Transcribe each of the following items word for word, leaving every character unchanged.

→ **LISTING**
▶

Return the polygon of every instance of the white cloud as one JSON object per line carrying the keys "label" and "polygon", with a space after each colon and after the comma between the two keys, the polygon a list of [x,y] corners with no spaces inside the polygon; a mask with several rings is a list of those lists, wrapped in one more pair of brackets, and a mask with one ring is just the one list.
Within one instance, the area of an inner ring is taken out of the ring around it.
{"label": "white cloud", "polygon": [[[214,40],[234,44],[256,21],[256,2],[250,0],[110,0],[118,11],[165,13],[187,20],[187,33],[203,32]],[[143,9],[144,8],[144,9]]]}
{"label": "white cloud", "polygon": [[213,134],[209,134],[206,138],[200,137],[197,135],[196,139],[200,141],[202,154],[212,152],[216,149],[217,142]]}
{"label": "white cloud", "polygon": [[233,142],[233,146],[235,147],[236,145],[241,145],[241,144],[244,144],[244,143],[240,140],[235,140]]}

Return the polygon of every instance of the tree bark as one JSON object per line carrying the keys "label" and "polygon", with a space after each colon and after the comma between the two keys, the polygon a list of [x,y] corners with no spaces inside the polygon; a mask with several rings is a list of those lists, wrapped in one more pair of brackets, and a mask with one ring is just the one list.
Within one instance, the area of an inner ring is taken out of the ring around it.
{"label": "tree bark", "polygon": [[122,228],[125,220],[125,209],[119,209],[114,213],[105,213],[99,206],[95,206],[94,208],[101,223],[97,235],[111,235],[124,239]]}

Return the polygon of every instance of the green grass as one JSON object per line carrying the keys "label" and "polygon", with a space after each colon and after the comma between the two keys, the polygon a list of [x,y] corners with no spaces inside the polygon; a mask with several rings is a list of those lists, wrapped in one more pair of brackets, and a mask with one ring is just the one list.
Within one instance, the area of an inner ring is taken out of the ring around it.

◀

→ **OUTPUT FOR THIS EXERCISE**
Return the polygon of every instance of the white cloud as one JSON object per line carrying the keys "label" and "polygon", with a space after each colon and after the comma between the two keys, the polygon a list of [x,y] corners with no spaces inside the polygon; a mask with several rings is a list of those lists, wrapped in one more pair of brackets, and a mask with one ring is just the one list.
Within one instance, the area of an inner ring is taken out of the ring around it.
{"label": "white cloud", "polygon": [[[214,40],[234,44],[256,21],[256,2],[250,0],[110,0],[118,11],[165,13],[187,20],[187,33],[203,32]],[[143,9],[144,8],[144,9]]]}
{"label": "white cloud", "polygon": [[213,134],[209,134],[206,138],[200,137],[197,135],[196,139],[200,141],[202,154],[212,152],[216,149],[217,142]]}
{"label": "white cloud", "polygon": [[233,142],[233,146],[235,147],[236,145],[241,145],[241,144],[244,144],[244,143],[240,140],[235,140]]}

Return the polygon of every instance of the tree bark as one JSON object per line carrying the keys "label" and "polygon", with a space after each colon and after the comma between the two keys, the polygon a list of [x,y] corners with no spaces inside the polygon; a mask with several rings is a list of those lists, wrapped in one more pair of brackets, and a mask with one ring is just the one list.
Within one instance, the area of an inner ring is taken out of the ring around it.
{"label": "tree bark", "polygon": [[122,228],[125,220],[125,209],[119,209],[114,213],[105,213],[99,206],[95,206],[94,208],[101,223],[97,235],[111,235],[124,239]]}

Return the polygon of every instance of the green grass as one JSON object per line carrying the keys "label" and "polygon", with a space after each colon and after the comma between the two keys, the polygon a list of [x,y] corners with no spaces inside the polygon; a mask with several rings is a list of those lists, wrapped in one more pair of brackets, and a mask with one ring is just the one list.
Within one instance, the area of an inner ring is taken out of the ring around it.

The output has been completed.